Prompt> Reproduce each of the following entries line for line, leaving out the pictures.

Data entries>
________________________
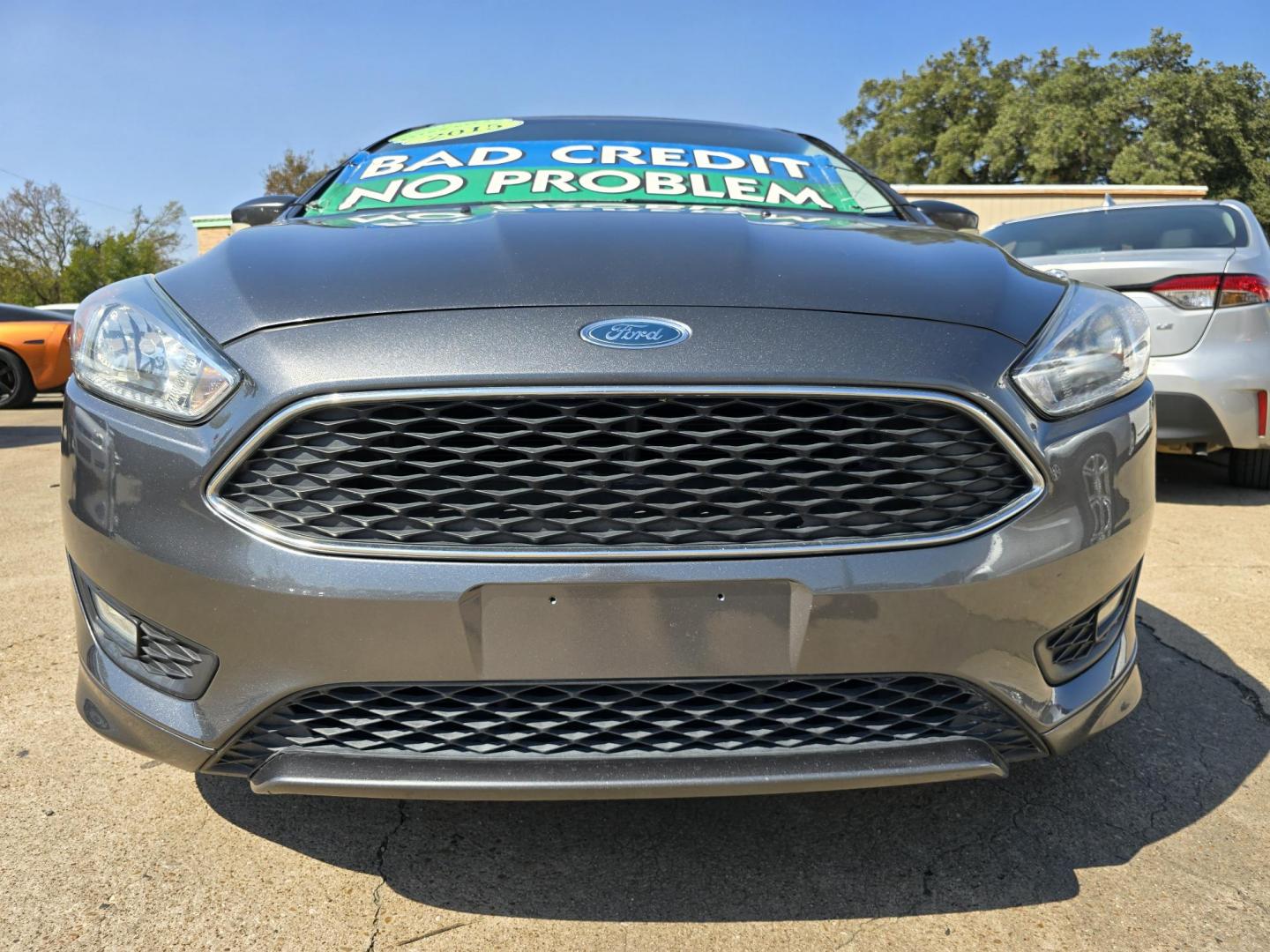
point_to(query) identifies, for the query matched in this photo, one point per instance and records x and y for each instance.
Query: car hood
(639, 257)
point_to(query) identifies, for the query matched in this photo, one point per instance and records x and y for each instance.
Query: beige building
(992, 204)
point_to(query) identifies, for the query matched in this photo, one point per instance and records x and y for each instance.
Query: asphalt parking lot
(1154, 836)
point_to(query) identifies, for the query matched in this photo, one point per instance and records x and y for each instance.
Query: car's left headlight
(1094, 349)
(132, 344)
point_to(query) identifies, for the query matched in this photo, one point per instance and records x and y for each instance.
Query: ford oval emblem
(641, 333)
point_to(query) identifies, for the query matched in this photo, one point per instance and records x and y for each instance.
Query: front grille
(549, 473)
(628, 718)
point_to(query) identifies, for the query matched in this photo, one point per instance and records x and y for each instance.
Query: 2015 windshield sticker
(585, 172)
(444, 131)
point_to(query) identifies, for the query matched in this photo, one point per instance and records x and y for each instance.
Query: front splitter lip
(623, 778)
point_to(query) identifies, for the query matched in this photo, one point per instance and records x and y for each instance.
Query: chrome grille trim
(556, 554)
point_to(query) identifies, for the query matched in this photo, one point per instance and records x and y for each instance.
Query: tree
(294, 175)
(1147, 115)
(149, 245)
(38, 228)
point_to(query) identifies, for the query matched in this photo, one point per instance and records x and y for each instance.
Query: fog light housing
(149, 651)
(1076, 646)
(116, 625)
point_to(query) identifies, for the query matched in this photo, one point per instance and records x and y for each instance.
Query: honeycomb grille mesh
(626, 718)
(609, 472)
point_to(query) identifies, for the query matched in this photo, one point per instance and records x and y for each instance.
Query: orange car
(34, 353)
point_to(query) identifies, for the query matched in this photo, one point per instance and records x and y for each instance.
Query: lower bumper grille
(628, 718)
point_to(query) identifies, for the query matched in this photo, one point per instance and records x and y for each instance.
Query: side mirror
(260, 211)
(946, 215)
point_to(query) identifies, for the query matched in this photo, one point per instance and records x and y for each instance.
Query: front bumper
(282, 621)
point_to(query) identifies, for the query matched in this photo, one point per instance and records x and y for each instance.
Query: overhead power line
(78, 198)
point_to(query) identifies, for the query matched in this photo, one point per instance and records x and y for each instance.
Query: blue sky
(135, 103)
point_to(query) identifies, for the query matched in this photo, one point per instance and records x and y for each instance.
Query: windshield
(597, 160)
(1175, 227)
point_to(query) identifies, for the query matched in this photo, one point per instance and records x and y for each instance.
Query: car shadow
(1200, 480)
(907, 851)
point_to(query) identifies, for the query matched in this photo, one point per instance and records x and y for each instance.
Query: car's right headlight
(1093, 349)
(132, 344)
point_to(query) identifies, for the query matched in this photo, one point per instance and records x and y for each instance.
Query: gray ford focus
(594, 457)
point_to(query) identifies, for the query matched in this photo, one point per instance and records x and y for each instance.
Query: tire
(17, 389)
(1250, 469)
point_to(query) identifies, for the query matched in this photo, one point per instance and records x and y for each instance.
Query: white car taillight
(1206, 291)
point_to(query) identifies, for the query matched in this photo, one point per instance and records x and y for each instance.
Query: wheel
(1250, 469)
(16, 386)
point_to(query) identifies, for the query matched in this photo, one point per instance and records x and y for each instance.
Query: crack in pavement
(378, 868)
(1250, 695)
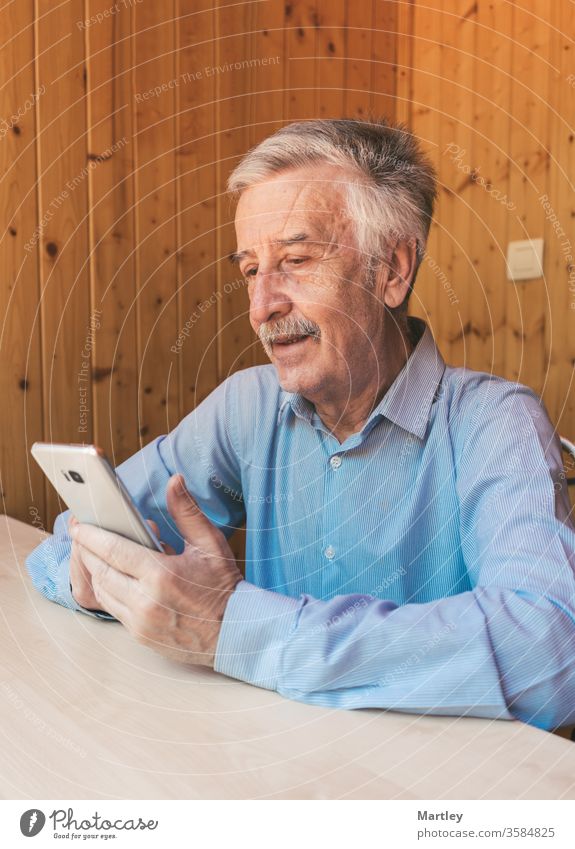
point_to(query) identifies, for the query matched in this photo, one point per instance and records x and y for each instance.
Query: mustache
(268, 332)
________________________
Correct result>
point_to(query) identifies, for the query matched in this photo, one point per instance and records x and y for each instance.
Query: car hood
(639, 257)
point_to(query) identifies, for the query matched in this photo, one point per instance and records x and y for each instance.
Query: beige building
(992, 204)
point_to(query) identifies, for the query matched in this photo, one point per instance and records x and y for each instance.
Query: asphalt parking lot
(1154, 836)
point_to(query) identifies, for the query matched in this photo, one point per instance and records x and y for each instance.
Query: car's left headlight
(1094, 349)
(132, 344)
point_to(query) identifies, for the query matched in this photo, one point per instance and records x and y for each instance.
Query: ford oval emblem
(641, 333)
point_to(query) identifies, for the query matched in this photo, one point per instance and records x and y for each instance.
Query: front grille
(549, 473)
(628, 718)
point_to(query) identifies, for the query matched in this photo, one point per instance and records x and y for each instance.
Query: 2015 windshield sticker
(585, 172)
(444, 131)
point_to(query) identifies, for the query matched in this photo, one point per instance and records x and y for each instance.
Query: front splitter lip
(623, 778)
point_to(query) identifies, for the query matched in this photo, one point per instance and records x and y for each instance.
Query: chrome grille trim
(556, 554)
point_to(query) identifies, for the query matched in this photo, one point per instance and records x and y for each instance.
Query: tree
(294, 175)
(1147, 115)
(149, 245)
(38, 228)
point_to(query) identifies, for the query matched in this photo, one point per instance and records x and y for each instance.
Query: fog light housing
(149, 651)
(1076, 646)
(116, 625)
point_to(query) identifies, for the query matched in this photo, one point per instance and records x and y for each instance.
Query: honeycomb grille mesh
(626, 718)
(609, 472)
point_to(query) identifies, for the query matched in this photo, one point per instance and records x and y for each instance.
Query: orange car
(34, 353)
point_to(query) identifies, for the query matched in this photo, one point per instance and records x and y for each instance.
Query: lower bumper grille
(628, 718)
point_to(query) identifies, for the query matched in this photo, one point per instance and records x and y for each instance.
Query: side mirror
(260, 211)
(946, 215)
point_to(query) identifies, for the query matched in this photo, one point per instance and records x and y for each instance.
Query: front bumper
(282, 621)
point_to(query) identifies, for the query matched in this photo, one point per instance and records x and y for each instance.
Query: overhead power line
(78, 198)
point_to(query) identifies, for the query matched in this photo, one point per instance and records x and y for each instance.
Query: blue sky
(135, 103)
point_to(query) identifies, for the query matched in this photo, one point per instance and records x and y for each instance.
Query: windshield
(597, 160)
(1175, 227)
point_to(query) identifies, for the query matched in this photo, one point per instance and records x and y for each instance.
Query: car shadow
(1200, 480)
(907, 851)
point_to(query) identifies, for the query matched in this photo, one point per instance and records x and y for each instance.
Query: car's right headlight
(1093, 349)
(132, 344)
point_to(query) identifies, for the query matched in this photo, one point per instance and records x and y for each instance.
Query: gray ford focus
(594, 457)
point_to(query) identifies, for the query matched in this photo, one point per instance and records x and y for each instance.
Query: tire
(17, 389)
(1250, 469)
point_to(query) identifies, for the query matched in this photo, one point per instance and records x and y for each instance.
Query: white car taillight
(1206, 291)
point_to(query) identifies, for the query matched in this photo, one point per instance and records x and y for each instance.
Query: wheel
(1250, 469)
(16, 386)
point_to(query) identifies, for the query matched in this photo, one point per instance and records x and y for each instance.
Query: crack in pavement
(378, 868)
(1250, 695)
point_to(query) identifies, for the query matched in this photo, one point per instance and records x and y for each instance.
Query: mustache
(268, 332)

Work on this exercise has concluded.